Work to be completed:
The required output is the exact sequence of lines from the line holding "indicate the black" to the end of the records, inclusive.

Input for this task:
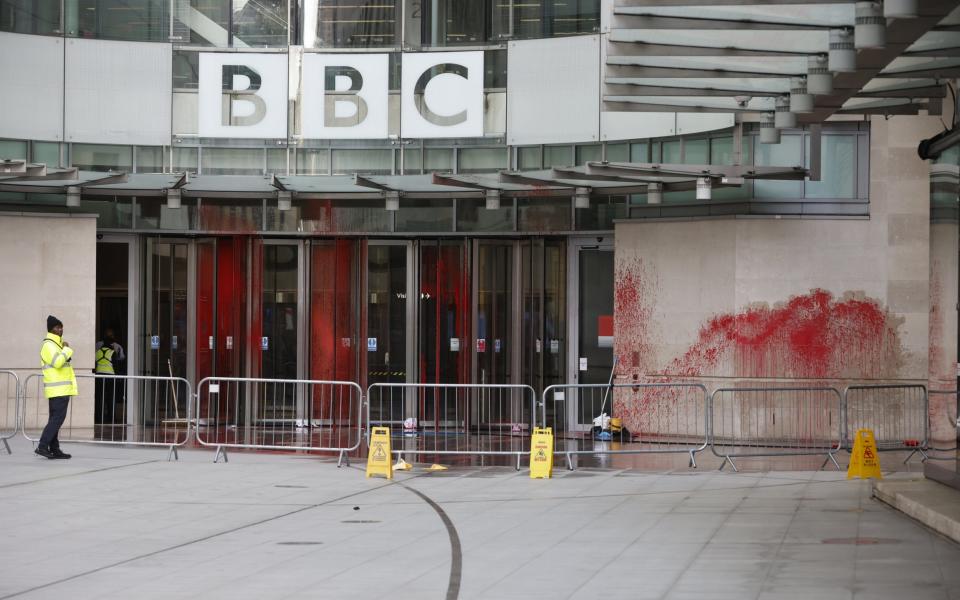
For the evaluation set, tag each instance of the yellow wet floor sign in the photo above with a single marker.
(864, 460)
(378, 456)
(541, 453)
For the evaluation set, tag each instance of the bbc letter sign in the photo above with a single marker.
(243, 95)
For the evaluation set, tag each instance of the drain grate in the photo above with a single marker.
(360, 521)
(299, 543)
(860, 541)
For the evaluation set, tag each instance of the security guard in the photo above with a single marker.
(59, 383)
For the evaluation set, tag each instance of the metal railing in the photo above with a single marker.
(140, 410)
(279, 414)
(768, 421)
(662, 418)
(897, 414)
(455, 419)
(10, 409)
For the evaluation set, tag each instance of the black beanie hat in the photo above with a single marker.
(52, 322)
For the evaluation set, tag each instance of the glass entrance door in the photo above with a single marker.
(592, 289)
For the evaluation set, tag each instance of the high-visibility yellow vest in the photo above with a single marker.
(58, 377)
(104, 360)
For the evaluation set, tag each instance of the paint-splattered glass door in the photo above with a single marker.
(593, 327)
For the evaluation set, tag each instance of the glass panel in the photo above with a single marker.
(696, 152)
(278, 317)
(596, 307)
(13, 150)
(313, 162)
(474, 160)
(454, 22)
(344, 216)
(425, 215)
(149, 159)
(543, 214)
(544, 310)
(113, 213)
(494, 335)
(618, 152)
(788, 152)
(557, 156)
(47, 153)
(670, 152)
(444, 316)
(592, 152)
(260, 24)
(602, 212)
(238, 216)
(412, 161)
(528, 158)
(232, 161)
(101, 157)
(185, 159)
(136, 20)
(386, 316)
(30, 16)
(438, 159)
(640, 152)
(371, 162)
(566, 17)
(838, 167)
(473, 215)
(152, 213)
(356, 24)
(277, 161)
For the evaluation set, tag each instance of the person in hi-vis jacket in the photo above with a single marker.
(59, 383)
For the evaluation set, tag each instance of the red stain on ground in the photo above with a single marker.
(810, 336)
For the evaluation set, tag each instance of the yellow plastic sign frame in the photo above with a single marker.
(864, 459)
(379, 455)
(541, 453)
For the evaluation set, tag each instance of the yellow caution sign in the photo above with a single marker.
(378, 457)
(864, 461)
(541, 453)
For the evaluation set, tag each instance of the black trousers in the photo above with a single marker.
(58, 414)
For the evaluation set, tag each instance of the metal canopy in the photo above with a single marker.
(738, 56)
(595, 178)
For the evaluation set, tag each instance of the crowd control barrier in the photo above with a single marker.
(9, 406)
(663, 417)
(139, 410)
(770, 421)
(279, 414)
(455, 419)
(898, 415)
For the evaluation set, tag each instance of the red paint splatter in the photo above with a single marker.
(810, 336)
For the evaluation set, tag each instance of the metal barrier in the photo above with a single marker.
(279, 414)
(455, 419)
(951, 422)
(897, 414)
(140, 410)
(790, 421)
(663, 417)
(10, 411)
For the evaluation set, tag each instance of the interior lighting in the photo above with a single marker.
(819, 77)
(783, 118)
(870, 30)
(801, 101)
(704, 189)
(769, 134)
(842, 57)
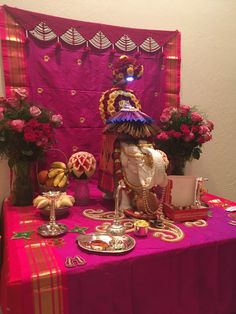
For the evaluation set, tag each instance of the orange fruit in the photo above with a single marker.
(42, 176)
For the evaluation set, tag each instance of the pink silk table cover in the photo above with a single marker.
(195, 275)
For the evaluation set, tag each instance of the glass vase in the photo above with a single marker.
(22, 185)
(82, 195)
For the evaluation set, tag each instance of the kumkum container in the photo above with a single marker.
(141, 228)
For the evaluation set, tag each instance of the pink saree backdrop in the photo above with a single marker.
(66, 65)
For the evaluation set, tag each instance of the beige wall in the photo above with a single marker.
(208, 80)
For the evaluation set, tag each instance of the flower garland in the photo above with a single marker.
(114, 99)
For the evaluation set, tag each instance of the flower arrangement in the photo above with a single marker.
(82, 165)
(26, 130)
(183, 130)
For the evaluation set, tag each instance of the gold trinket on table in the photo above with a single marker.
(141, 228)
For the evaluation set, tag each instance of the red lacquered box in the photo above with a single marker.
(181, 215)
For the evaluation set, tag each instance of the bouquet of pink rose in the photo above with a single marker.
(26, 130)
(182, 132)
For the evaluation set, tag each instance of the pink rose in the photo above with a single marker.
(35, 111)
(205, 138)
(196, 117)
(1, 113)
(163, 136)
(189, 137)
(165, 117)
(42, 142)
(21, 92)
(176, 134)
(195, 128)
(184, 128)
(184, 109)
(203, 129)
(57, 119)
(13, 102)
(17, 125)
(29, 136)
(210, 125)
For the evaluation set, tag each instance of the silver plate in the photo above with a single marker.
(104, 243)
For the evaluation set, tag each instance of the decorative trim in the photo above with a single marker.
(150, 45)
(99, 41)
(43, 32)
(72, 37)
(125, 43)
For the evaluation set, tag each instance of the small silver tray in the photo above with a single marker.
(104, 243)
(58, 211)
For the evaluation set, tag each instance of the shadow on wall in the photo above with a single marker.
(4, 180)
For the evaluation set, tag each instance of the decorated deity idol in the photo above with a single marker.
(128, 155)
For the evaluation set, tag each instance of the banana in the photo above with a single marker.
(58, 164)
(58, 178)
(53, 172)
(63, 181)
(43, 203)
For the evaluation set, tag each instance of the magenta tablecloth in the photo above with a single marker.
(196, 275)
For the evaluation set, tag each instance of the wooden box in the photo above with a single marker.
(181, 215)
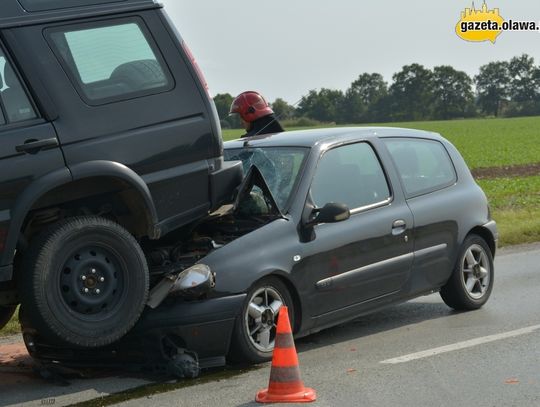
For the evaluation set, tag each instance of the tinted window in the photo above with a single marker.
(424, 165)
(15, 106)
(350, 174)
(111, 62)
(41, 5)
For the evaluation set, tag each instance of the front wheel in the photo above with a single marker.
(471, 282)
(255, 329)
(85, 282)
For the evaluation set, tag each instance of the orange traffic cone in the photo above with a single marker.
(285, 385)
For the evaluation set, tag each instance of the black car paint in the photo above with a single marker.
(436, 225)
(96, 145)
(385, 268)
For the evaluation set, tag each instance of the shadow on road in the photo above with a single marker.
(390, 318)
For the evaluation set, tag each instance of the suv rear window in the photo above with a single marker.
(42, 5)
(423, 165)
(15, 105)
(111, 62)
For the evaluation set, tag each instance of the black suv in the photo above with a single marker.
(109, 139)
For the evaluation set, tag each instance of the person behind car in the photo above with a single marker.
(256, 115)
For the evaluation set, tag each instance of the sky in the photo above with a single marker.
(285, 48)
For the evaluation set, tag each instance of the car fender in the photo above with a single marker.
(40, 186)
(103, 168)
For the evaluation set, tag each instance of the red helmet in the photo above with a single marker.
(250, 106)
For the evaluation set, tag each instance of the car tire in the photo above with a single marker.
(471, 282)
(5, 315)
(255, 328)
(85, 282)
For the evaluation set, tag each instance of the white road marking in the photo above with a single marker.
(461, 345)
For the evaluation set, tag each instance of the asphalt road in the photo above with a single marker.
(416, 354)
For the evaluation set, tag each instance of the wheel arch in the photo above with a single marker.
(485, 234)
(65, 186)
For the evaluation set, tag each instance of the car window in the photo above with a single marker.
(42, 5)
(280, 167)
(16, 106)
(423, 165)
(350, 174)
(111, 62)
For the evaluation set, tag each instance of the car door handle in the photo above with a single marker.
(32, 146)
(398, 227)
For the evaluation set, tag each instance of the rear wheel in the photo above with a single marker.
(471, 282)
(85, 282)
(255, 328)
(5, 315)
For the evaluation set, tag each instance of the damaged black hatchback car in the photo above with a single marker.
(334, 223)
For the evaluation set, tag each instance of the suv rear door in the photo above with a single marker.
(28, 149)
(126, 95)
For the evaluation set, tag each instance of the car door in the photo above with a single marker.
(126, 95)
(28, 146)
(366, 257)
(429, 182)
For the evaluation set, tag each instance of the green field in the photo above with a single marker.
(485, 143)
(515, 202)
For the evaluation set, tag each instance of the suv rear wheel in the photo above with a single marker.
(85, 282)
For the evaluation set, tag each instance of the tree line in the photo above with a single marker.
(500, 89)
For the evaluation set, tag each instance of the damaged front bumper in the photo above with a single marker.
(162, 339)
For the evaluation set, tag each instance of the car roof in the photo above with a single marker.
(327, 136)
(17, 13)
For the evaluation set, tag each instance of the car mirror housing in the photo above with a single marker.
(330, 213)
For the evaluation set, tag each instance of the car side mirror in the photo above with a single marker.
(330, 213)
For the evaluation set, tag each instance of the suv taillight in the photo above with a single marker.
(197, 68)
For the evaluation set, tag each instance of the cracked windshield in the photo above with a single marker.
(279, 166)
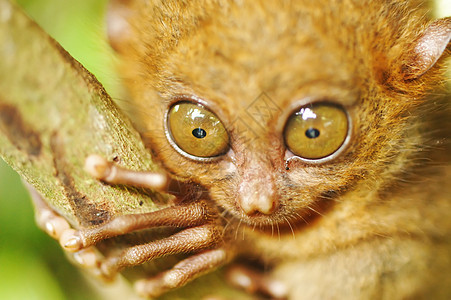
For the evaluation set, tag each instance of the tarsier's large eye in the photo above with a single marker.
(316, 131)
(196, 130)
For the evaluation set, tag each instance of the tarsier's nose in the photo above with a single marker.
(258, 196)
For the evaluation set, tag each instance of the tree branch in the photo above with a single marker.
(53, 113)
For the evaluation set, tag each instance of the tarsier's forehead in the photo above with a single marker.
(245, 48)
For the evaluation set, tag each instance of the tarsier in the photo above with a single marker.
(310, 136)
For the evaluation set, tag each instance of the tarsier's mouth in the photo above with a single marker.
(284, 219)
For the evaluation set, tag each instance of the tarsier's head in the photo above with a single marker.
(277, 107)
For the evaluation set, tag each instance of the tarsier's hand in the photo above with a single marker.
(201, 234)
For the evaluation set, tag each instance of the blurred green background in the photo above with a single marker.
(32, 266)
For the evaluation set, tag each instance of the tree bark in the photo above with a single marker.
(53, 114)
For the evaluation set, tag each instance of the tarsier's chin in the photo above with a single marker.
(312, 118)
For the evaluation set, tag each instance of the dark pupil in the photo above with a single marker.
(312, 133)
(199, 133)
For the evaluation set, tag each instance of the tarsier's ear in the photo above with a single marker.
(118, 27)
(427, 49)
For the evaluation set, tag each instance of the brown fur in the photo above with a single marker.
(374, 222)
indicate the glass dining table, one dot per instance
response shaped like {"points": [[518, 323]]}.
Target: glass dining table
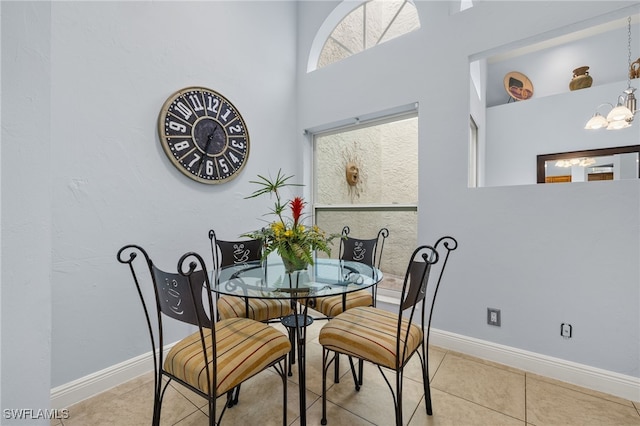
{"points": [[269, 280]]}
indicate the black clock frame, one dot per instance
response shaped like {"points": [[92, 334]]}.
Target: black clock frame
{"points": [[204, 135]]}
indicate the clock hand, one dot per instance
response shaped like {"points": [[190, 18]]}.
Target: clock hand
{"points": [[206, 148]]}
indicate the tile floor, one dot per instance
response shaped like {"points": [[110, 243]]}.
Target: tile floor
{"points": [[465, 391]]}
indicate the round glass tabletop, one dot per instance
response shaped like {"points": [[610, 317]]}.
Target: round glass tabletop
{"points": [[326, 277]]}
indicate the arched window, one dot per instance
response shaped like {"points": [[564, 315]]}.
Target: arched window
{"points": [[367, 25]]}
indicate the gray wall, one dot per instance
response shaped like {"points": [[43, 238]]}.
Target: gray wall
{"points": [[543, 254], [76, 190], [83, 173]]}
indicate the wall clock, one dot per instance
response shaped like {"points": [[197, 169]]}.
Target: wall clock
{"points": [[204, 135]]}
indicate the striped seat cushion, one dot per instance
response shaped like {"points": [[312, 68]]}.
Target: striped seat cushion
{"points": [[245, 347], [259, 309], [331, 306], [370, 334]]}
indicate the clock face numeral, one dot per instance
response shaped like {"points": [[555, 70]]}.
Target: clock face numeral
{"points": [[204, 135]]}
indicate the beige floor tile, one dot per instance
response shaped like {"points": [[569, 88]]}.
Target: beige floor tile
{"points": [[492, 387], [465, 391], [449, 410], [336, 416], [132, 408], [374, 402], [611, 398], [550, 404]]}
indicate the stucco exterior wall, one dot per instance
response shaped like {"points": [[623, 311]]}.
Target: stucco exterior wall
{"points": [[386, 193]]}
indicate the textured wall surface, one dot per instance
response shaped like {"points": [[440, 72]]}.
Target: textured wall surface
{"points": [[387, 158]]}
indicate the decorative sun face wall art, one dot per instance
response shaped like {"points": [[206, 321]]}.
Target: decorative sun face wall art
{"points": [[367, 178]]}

Answer to the exercise:
indicate the black clock frame, one dot per instance
response shaped like {"points": [[92, 334]]}.
Target: black clock frame
{"points": [[204, 135]]}
indicate the clock hand, one dot per instance
response shaped like {"points": [[190, 18]]}.
Target: clock hand
{"points": [[206, 148]]}
indicate the tile floor, one dot per instance
response shaped like {"points": [[110, 243]]}.
Target: tile floor
{"points": [[465, 391]]}
indicate the round glass tabletop, one dot per instance
response shaped like {"points": [[610, 317]]}.
Target: round glass tabletop
{"points": [[326, 277]]}
indicate the arched window, one dot per instance
response shaped like {"points": [[564, 315]]}.
Target: arched window
{"points": [[367, 25]]}
indicate the gray wall, one dot per instance
response shaped like {"points": [[43, 238]]}.
Target: gray wall
{"points": [[543, 254], [76, 190], [83, 173]]}
indicate the wall clock, one dot per instance
response shaped like {"points": [[197, 169]]}.
Target: wall clock
{"points": [[204, 135]]}
indicate the striped seat cushion, one dot per instance
response shaped like {"points": [[312, 68]]}.
Target: striped seat cushion
{"points": [[245, 347], [259, 309], [331, 306], [370, 334]]}
indicate the clock face numeral, one dot per instance
response shaped like {"points": [[555, 70]]}.
Target: clock face numeral
{"points": [[204, 135]]}
indicate the beige floor tile, one dot per instance
response shaped like {"points": [[569, 88]]}.
Target: beige floor tile
{"points": [[492, 387], [465, 391], [449, 410], [336, 416], [132, 408], [374, 402], [611, 398], [550, 404]]}
indicate the stucco exterior wall, one dot per instance
response shaped like {"points": [[623, 311]]}.
Target: stucco exterior wall
{"points": [[386, 193]]}
indicate the textured wall surface, one dot per instance
response shaped like {"points": [[440, 72]]}.
Target: textured wall surface
{"points": [[387, 158]]}
indicate the decorative sun face wall art, one dot per instance
response shaped like {"points": [[206, 321]]}.
Target: decorative sun face wall art
{"points": [[367, 178]]}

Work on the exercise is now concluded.